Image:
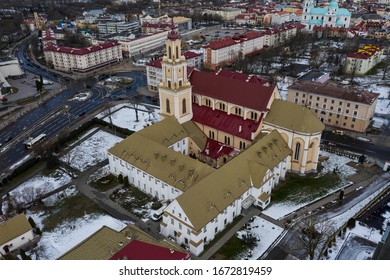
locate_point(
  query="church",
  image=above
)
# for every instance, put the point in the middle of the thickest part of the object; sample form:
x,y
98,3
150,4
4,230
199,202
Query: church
x,y
226,140
329,16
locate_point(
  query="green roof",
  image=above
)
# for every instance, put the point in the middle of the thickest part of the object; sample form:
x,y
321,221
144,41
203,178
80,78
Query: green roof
x,y
104,243
158,160
293,117
215,193
13,228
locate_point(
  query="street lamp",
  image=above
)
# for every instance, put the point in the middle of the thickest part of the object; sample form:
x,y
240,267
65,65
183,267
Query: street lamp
x,y
66,107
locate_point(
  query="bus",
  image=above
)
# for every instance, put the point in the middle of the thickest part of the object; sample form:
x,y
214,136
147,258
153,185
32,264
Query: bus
x,y
30,142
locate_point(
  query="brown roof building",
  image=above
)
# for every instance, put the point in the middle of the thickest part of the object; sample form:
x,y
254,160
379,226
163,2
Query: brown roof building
x,y
336,106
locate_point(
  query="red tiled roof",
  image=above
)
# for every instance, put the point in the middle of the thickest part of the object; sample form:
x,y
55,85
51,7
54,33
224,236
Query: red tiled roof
x,y
77,51
187,55
249,78
366,52
215,149
138,250
234,91
222,121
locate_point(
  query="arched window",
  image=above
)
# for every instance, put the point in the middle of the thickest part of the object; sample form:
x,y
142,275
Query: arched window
x,y
184,106
168,106
297,150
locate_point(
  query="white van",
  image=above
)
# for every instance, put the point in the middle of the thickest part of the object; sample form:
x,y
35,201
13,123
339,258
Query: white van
x,y
157,214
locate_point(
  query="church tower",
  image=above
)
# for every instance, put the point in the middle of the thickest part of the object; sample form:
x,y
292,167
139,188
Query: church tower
x,y
175,91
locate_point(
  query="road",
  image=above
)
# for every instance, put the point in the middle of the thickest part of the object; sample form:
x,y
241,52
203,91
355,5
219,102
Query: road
x,y
355,145
52,116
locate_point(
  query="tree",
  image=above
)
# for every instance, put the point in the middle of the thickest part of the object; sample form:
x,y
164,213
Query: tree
x,y
315,233
32,222
120,178
341,195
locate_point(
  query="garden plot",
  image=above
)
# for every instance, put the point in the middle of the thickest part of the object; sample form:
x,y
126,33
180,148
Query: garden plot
x,y
37,186
91,151
265,233
312,189
125,117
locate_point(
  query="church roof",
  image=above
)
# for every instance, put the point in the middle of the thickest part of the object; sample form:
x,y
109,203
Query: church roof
x,y
211,196
155,158
231,124
234,91
294,117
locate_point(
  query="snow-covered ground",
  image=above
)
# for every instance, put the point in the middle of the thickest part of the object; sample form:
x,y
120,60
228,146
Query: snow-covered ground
x,y
279,210
65,236
358,243
91,151
125,117
38,186
81,96
336,162
265,232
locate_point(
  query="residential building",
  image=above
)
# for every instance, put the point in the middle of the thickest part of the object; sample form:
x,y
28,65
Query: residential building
x,y
79,60
345,108
330,16
154,68
15,233
111,27
130,243
244,143
226,13
229,49
362,61
143,44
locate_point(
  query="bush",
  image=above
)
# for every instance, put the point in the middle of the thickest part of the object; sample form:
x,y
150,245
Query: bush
x,y
120,178
351,223
32,222
156,205
126,181
52,162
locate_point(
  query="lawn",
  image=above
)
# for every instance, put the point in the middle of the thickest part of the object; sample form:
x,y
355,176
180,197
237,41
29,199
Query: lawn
x,y
299,189
133,200
68,209
105,183
230,250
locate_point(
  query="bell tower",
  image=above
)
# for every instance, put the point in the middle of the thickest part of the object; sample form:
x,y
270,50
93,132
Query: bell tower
x,y
175,91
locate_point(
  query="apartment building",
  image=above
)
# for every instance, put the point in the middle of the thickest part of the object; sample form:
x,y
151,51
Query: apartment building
x,y
336,106
80,60
111,27
360,62
227,50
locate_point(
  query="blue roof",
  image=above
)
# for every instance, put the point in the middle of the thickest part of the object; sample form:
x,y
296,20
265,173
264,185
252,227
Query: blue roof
x,y
95,12
315,21
343,12
318,11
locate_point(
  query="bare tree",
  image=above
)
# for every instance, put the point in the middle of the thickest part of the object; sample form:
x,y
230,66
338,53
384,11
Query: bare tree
x,y
315,232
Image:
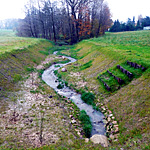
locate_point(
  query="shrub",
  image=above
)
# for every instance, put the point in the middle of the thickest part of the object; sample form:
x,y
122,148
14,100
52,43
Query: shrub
x,y
88,97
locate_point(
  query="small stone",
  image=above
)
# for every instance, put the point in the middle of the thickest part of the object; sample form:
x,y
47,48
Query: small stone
x,y
71,116
99,139
113,118
112,136
73,121
110,115
86,140
114,122
116,130
109,119
109,112
64,70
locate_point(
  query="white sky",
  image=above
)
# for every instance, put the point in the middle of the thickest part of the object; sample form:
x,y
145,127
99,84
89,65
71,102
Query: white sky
x,y
12,9
120,9
124,9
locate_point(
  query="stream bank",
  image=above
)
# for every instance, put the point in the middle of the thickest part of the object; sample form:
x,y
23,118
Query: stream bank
x,y
96,117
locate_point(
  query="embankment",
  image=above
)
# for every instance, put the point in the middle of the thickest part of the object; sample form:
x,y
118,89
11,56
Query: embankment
x,y
14,64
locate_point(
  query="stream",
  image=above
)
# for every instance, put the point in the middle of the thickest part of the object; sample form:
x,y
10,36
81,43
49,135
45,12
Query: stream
x,y
96,117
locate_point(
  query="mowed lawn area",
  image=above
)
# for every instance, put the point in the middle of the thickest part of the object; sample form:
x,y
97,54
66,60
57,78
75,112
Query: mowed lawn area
x,y
9,41
130,103
132,45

━━━

Instructions for the task: Return every line of the records that contains the word "brown".

Written answer:
  query="brown roof building",
Query: brown roof building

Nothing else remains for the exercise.